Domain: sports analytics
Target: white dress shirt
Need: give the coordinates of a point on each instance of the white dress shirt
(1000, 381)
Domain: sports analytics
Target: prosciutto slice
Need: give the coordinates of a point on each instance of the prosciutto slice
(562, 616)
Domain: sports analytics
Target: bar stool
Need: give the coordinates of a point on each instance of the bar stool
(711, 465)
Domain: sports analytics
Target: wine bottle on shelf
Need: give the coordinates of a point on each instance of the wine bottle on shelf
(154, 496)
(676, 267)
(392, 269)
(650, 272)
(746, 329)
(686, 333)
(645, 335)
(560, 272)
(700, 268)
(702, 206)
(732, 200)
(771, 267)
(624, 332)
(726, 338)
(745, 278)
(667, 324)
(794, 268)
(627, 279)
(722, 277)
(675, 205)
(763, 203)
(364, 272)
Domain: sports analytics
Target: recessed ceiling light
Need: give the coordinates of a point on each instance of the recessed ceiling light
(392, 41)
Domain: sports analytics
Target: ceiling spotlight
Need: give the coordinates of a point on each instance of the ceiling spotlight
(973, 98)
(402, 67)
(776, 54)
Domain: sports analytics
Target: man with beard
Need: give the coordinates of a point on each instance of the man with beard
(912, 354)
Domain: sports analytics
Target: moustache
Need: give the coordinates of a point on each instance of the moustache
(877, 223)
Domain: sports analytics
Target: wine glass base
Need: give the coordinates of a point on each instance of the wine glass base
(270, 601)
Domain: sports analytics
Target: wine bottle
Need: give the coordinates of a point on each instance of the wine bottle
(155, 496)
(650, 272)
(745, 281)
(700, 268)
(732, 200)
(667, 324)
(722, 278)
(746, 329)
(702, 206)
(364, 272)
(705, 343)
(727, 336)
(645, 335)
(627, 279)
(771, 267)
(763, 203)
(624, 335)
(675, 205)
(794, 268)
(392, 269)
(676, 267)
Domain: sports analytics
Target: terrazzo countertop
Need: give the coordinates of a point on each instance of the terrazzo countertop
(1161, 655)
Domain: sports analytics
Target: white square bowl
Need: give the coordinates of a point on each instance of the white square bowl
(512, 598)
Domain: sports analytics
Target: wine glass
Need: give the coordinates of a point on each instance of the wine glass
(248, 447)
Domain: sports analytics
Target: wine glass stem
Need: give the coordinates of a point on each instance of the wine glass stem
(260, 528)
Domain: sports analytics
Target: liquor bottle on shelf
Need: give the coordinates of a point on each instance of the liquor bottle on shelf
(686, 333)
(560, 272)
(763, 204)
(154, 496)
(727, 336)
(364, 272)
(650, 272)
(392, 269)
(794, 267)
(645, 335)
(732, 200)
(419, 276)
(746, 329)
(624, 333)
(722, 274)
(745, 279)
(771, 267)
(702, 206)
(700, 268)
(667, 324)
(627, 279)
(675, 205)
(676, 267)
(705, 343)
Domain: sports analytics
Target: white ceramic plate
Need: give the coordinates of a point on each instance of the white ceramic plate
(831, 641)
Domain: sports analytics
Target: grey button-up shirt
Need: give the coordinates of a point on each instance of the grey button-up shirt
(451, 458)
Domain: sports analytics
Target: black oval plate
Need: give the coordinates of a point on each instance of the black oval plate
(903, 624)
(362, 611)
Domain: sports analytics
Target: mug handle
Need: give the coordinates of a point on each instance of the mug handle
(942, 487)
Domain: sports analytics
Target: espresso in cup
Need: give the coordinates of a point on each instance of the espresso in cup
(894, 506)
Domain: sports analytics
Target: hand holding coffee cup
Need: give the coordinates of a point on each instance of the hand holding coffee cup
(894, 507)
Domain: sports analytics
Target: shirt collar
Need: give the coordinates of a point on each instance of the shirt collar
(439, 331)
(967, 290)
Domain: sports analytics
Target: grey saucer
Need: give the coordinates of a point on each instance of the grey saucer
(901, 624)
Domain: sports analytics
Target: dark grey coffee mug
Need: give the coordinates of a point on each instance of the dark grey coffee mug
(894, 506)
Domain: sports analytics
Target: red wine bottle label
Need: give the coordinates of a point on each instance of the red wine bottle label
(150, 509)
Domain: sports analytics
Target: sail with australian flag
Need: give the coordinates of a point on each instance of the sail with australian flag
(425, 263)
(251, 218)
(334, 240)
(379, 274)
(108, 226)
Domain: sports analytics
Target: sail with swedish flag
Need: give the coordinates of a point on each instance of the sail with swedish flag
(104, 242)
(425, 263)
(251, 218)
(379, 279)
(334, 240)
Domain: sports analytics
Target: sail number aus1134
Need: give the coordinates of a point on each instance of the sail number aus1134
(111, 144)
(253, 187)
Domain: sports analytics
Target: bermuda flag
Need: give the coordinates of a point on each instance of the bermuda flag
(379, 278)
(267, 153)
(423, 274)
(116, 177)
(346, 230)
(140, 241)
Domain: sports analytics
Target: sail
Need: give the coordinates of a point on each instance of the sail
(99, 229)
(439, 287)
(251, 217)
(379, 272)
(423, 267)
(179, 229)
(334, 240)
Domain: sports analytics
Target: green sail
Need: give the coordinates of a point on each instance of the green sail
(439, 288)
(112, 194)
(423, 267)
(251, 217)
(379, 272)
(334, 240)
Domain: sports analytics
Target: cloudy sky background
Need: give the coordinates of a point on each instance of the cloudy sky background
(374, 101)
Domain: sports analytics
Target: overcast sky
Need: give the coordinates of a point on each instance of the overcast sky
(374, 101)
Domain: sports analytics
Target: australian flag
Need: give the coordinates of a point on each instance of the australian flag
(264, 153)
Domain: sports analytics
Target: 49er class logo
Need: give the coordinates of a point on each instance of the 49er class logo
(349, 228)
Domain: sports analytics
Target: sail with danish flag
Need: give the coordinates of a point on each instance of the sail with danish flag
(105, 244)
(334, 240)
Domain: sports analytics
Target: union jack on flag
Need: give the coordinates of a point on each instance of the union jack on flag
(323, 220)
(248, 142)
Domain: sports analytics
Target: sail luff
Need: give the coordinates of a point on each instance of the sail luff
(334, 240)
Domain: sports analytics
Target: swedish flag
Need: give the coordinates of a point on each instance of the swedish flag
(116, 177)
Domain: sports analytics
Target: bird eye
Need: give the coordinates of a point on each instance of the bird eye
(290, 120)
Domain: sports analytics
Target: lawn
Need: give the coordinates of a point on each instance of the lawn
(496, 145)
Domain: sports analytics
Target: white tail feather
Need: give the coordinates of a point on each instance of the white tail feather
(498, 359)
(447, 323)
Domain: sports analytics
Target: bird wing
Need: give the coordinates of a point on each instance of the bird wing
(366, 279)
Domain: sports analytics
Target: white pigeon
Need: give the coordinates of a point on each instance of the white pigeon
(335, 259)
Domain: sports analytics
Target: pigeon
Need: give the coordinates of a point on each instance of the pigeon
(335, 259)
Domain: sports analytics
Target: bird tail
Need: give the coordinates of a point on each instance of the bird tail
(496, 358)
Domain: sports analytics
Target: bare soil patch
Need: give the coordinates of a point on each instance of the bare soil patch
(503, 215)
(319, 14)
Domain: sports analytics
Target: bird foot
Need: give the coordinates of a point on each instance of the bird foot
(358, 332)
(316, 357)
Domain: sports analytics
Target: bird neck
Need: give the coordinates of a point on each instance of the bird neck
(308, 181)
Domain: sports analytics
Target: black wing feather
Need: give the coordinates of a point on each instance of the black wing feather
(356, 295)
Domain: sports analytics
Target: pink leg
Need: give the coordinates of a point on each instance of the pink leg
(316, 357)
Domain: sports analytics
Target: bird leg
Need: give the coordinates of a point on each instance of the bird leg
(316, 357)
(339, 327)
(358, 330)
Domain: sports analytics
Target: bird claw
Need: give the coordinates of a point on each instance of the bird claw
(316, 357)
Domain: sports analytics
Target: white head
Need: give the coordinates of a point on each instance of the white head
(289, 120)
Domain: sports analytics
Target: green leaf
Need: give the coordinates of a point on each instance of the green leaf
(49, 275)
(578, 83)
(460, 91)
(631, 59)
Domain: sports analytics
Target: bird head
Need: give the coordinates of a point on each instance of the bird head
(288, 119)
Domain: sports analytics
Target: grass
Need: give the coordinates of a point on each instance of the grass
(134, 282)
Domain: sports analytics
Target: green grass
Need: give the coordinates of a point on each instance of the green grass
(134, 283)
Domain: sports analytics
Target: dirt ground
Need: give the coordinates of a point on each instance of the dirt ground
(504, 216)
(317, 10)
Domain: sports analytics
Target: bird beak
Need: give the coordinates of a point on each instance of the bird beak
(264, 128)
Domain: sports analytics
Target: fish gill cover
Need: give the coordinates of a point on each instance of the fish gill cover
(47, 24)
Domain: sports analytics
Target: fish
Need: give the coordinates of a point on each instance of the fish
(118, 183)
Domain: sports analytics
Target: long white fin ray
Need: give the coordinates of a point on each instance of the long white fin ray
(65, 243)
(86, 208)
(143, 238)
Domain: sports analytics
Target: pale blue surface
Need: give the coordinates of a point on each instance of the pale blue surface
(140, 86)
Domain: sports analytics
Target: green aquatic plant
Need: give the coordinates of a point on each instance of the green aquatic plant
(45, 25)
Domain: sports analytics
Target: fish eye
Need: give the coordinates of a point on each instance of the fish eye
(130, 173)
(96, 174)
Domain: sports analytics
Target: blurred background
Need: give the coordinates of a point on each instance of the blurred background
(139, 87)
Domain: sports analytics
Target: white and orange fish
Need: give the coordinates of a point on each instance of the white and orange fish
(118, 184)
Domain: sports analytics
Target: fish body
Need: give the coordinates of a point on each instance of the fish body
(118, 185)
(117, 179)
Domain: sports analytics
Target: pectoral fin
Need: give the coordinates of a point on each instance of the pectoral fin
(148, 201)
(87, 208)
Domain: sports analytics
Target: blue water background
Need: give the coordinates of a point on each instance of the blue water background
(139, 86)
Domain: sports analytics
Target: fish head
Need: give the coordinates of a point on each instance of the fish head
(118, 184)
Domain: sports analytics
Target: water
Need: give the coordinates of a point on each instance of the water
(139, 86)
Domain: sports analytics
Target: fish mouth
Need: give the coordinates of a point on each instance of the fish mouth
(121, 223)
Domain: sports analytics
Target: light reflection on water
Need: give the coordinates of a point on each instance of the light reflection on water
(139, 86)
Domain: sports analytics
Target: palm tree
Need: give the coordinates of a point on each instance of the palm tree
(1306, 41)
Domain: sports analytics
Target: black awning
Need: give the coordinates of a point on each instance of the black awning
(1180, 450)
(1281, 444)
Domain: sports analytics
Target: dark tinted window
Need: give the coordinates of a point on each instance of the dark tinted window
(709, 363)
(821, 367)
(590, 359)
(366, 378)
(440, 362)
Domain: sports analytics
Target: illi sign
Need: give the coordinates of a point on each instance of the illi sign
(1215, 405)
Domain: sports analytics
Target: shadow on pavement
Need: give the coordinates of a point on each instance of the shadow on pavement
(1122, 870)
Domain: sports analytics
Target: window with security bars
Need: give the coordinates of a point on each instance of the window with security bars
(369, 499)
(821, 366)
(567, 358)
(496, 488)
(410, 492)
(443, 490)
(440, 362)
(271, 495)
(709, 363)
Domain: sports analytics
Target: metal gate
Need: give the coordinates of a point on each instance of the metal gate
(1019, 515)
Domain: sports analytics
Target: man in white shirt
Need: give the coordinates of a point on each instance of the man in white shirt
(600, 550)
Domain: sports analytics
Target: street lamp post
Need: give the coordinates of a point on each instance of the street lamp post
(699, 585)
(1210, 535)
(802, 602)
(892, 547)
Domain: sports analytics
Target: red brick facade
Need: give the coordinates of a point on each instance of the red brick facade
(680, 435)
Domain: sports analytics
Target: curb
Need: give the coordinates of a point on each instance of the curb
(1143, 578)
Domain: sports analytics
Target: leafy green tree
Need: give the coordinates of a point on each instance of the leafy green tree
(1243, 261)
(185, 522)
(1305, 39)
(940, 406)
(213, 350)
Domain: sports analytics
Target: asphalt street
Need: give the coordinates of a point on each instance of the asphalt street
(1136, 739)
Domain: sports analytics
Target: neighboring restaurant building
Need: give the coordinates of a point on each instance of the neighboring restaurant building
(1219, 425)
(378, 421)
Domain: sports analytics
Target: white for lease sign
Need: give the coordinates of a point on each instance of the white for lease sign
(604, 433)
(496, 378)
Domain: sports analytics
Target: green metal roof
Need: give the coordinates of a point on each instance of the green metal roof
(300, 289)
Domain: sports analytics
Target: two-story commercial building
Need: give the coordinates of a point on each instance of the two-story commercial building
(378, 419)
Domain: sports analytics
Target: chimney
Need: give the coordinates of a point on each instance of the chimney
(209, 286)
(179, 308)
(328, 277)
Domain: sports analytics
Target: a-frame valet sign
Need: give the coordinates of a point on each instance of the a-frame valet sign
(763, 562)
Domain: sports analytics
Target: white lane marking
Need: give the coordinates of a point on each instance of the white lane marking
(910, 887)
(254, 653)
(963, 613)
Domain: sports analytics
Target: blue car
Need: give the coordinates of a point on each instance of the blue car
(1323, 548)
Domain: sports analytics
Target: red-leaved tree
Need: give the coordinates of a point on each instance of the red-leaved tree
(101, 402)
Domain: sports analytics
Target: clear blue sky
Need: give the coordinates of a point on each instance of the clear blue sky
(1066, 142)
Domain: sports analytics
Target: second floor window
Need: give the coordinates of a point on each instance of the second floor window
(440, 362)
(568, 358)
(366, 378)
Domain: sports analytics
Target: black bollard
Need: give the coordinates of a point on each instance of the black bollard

....

Gather every line of the listing above that contains the word "lamp" and copy each such line in full.

Target: street lamp post
Need: give the coordinates of a point on each instance of the street lamp post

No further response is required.